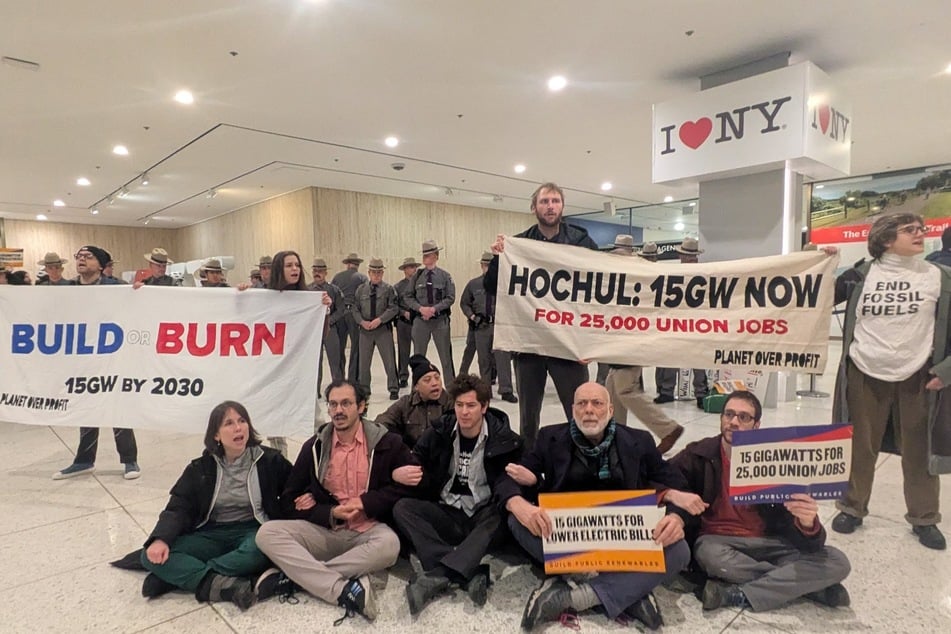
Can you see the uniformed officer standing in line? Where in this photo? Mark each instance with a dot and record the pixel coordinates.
---
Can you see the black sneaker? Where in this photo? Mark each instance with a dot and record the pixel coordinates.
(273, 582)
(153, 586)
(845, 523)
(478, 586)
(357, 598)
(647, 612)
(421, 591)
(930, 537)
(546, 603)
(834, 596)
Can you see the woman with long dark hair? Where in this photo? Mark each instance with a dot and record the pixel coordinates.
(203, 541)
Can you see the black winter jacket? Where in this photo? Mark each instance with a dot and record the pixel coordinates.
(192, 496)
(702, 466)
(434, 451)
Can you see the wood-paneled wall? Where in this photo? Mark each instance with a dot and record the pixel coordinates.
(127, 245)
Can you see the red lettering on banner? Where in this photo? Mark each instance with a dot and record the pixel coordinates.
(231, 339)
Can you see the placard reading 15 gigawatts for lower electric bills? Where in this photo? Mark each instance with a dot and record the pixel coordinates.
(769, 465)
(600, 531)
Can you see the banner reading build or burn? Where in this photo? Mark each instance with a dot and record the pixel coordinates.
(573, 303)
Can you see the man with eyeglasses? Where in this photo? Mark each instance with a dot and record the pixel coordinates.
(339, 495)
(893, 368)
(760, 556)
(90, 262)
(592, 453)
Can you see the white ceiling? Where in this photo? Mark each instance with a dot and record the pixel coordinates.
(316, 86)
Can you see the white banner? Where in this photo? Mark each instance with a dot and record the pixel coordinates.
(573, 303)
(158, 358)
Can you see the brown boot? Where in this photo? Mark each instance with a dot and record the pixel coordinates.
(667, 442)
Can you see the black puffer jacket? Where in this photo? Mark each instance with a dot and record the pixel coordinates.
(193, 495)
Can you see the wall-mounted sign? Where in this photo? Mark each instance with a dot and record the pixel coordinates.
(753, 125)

### The task
Count the lines of the records above that contain the string "reading", with case counting, and reply with only the number.

### Solution to this task
2